» **Written exercise**: Copy out every one of the lines below word for word.

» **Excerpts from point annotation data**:
########################################

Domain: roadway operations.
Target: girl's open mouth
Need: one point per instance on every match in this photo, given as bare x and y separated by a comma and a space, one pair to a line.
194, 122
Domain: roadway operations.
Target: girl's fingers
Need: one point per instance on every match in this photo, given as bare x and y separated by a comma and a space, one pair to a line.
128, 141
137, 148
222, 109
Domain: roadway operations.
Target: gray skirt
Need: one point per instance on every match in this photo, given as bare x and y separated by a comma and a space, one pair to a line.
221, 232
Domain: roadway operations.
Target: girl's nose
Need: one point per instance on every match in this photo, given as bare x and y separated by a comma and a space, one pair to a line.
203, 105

########################################

» **The completed task**:
Domain: roadway operations.
Target: girl's open mouth
Need: one point per instance on every match in this photo, given as bare x and y separated by a comma and a space, one pair to a line.
194, 122
Domain: roadway operations.
Target: girl's fingers
Need: one point per instance on every match in this photo, given as bare x and y separated by a comma and a space, one pair to a line.
128, 141
137, 148
222, 109
Domain: roadway operations.
Target: gray skirt
Need: one point per instance on every match in this photo, given as bare x and y separated by a comma and a space, one pair to a line.
221, 232
Domain: roadway operations.
Target: girl's nose
Need: one point per instance on every match in this photo, given as bare x and y separated by a comma and a space, one pair to a line.
203, 105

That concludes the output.